(Stored records)
.....

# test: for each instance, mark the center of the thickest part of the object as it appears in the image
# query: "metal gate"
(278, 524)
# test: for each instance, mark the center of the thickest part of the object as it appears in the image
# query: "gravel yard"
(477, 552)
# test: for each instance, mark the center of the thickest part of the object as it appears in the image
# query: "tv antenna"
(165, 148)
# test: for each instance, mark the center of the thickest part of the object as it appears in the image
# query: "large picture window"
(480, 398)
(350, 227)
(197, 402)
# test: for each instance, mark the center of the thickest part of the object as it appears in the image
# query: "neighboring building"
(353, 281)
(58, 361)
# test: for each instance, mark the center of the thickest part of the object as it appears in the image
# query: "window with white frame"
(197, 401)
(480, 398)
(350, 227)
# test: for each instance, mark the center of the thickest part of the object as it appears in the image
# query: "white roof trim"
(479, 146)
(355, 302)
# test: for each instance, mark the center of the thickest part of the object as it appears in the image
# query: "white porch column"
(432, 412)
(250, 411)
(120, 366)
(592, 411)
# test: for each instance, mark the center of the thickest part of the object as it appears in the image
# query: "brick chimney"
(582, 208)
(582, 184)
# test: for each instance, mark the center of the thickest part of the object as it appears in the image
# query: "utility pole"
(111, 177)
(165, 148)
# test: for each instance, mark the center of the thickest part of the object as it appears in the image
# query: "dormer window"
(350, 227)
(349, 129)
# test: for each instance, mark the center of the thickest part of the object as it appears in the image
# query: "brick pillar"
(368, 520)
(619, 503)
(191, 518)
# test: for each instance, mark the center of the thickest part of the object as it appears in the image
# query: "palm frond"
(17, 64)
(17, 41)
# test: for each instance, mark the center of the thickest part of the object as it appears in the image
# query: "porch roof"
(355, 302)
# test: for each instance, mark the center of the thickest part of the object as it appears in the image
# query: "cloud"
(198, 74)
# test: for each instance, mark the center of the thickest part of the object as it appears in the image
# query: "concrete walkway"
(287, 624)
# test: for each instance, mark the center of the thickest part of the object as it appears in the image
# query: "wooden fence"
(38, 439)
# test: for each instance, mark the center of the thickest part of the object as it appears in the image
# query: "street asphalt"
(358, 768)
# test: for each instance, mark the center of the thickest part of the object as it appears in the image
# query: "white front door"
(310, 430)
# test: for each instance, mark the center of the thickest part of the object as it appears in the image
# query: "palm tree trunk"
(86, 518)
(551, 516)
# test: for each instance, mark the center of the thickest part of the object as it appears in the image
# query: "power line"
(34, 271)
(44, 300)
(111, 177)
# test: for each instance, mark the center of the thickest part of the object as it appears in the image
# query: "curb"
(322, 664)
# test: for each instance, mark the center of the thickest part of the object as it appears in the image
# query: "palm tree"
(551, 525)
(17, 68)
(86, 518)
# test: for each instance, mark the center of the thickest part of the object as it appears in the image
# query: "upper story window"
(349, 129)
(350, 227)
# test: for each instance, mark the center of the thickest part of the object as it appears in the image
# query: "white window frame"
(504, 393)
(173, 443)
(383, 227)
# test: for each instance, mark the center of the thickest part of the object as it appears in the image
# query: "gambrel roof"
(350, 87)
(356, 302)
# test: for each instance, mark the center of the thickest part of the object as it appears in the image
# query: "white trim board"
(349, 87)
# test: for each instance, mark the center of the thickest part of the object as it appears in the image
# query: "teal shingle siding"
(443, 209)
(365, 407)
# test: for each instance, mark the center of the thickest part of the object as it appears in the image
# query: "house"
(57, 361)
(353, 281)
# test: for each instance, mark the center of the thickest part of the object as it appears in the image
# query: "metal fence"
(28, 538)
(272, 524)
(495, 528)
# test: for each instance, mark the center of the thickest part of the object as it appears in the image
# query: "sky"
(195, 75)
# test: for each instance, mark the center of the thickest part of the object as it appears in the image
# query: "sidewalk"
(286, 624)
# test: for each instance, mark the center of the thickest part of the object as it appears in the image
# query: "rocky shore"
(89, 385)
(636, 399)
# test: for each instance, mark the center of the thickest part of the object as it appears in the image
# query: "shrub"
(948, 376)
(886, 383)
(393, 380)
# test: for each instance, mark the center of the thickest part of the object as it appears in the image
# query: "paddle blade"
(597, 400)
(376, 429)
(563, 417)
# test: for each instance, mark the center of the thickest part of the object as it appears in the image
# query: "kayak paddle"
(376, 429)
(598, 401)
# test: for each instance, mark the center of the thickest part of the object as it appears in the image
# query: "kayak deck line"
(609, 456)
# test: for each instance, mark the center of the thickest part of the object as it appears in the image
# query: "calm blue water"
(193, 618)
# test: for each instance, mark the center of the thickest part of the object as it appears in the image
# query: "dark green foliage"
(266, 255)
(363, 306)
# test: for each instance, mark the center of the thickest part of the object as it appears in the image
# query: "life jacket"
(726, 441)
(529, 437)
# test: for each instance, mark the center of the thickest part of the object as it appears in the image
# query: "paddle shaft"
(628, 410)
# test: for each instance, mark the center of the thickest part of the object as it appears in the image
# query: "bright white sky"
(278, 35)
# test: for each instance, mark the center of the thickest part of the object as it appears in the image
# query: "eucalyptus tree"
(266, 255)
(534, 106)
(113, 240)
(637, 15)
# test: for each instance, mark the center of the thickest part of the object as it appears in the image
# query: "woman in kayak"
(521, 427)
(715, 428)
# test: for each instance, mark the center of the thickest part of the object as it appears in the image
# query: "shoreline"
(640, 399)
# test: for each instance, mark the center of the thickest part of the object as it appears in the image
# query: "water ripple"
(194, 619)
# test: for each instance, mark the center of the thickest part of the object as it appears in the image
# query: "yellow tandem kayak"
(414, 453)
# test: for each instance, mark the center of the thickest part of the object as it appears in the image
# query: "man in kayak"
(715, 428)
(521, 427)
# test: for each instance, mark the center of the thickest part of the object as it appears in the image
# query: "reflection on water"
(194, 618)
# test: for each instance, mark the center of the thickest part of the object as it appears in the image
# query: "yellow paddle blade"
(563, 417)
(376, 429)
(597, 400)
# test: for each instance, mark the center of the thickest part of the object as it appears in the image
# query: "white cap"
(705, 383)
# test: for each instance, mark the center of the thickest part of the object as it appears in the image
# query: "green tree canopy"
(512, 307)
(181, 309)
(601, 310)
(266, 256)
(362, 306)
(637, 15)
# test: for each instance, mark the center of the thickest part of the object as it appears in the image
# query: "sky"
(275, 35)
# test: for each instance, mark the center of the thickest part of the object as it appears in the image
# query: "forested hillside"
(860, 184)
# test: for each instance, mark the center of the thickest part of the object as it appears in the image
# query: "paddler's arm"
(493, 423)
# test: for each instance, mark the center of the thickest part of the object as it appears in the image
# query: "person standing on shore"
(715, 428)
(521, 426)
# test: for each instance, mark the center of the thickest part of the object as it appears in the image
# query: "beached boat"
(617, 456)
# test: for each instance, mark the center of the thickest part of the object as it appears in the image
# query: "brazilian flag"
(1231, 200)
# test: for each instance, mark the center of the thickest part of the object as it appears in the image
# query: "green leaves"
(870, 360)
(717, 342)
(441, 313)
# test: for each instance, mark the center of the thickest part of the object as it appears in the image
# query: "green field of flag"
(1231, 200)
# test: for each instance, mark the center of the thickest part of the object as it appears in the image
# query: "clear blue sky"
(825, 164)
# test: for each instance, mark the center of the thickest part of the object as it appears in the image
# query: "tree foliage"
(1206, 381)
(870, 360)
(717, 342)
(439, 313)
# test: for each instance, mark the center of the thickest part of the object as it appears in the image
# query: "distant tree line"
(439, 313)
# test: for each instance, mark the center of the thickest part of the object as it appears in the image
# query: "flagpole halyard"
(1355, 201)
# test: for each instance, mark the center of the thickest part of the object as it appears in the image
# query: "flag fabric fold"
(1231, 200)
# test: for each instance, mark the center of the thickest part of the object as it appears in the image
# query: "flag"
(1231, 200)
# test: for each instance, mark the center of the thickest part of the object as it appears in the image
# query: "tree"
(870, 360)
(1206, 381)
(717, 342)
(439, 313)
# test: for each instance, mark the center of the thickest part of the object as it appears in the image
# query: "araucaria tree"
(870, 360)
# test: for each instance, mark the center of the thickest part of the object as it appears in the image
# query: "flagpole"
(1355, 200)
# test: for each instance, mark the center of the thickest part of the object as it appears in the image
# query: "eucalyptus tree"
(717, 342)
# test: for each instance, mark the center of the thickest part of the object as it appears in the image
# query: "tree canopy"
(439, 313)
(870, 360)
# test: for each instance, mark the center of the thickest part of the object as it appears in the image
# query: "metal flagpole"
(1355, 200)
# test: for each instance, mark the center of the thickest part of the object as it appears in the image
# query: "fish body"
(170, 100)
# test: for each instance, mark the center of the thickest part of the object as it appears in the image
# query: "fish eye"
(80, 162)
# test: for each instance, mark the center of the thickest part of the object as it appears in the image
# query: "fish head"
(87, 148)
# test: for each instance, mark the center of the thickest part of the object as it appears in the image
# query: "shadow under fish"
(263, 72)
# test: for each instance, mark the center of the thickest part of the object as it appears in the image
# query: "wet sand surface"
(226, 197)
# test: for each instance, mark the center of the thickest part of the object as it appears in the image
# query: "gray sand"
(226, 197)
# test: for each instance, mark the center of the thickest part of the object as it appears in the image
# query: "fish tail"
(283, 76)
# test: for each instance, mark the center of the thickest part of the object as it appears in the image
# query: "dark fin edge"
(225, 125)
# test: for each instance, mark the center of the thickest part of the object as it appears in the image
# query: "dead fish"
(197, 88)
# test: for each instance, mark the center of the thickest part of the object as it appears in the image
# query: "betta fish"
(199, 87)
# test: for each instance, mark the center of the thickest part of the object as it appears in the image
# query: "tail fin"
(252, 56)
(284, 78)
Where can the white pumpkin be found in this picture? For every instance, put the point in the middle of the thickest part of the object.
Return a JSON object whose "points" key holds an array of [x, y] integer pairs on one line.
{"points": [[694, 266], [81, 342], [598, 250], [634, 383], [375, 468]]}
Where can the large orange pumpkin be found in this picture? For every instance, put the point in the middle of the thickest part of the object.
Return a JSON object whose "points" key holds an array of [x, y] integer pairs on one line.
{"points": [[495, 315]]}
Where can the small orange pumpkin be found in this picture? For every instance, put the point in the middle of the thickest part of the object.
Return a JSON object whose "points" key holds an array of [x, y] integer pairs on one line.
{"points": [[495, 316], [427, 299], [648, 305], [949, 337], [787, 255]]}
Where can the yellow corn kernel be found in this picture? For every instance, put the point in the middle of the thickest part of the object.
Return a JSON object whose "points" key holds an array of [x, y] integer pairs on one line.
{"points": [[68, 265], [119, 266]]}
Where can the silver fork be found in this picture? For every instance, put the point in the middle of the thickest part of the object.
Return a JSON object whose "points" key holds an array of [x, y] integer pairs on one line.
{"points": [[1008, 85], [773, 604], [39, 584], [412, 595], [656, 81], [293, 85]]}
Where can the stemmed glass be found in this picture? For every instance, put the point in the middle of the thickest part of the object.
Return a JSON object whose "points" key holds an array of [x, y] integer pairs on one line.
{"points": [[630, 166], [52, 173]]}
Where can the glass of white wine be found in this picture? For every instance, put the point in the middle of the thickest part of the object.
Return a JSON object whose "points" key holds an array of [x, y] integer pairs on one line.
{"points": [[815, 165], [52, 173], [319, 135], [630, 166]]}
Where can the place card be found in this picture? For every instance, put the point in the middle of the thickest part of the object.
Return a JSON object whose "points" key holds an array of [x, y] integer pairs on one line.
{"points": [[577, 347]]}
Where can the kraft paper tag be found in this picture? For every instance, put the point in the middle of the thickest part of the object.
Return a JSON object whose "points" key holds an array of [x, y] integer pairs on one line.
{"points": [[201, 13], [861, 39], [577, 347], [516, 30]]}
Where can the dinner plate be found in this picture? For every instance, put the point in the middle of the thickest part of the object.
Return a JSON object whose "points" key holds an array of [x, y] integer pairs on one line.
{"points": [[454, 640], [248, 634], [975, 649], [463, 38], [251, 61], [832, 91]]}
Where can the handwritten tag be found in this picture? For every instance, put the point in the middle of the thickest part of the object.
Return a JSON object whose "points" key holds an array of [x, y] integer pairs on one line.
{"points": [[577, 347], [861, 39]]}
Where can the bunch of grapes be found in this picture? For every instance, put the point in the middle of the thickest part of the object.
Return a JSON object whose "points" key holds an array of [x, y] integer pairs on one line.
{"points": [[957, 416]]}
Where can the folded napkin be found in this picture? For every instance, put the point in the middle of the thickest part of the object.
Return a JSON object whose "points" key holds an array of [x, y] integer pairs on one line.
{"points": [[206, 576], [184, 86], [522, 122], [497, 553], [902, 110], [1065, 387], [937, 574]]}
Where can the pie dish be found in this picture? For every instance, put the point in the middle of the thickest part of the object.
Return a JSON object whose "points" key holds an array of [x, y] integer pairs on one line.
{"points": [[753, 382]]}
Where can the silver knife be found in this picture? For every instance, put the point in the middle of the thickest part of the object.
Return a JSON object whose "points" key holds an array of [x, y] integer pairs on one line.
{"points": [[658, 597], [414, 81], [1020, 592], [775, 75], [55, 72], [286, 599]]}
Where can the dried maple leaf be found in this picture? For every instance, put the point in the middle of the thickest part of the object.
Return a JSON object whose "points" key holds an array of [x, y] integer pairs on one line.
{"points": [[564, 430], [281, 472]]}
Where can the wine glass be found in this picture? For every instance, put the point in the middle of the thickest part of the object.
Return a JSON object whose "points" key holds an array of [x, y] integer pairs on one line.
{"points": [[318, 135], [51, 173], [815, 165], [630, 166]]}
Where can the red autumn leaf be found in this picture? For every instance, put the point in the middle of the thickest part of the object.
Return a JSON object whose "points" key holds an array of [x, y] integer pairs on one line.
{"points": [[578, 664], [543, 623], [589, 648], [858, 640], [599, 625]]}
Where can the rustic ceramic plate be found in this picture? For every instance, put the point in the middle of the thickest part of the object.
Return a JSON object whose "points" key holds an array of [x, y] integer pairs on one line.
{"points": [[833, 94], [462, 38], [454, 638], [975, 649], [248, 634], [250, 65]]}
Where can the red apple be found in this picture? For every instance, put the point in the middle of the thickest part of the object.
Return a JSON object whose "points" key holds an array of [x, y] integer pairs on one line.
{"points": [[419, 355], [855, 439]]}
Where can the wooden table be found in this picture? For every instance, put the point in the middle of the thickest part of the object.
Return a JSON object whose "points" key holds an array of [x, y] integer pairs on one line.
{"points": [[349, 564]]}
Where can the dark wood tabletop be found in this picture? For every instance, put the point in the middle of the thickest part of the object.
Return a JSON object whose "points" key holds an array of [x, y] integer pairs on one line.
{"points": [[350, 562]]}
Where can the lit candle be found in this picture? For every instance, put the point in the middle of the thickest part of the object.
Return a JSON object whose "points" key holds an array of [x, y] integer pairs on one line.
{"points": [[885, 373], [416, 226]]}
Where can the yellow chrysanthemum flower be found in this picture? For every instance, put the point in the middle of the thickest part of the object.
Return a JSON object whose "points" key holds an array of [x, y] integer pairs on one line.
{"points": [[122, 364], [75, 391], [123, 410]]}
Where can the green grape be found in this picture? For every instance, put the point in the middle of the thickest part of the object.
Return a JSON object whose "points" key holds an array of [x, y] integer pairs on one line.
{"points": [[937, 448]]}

.....

[Work item] Give back, word for word, only the lines above from the line holding "Where can the rustic" to the line holding "Where can the lit", both included.

[Output for this exercise]
Where can the rustic ceramic plate be found in this picture? For every instance, put the point in the middle of the thickest part of the object.
Return a JSON object whose "points" key holds an array of [x, y] integer pairs on one line.
{"points": [[833, 94], [462, 38], [454, 638], [975, 649], [248, 634], [250, 65]]}
Where can the red apple be found in this picture? For every instance, put the point in the middle of the thickest part of the object.
Return a JSON object whose "points" key holds an array of [x, y] integer pairs on one line.
{"points": [[419, 355], [855, 439]]}
Where can the wooden table be found in this picture? For every instance, put the point in the middle of the thickest part of the object.
Return a JSON object whose "points" key holds an array of [x, y] integer pairs on one line.
{"points": [[349, 564]]}
Where can the dark wood tabletop be found in this picture? For every instance, put the point in the middle of the thickest part of the object.
Return a JSON object whose "points" key holds an array of [x, y] integer pairs on one line.
{"points": [[350, 562]]}
Where can the lit candle be found in this picture? For every instance, put the point in the middle of the thickest part of the object.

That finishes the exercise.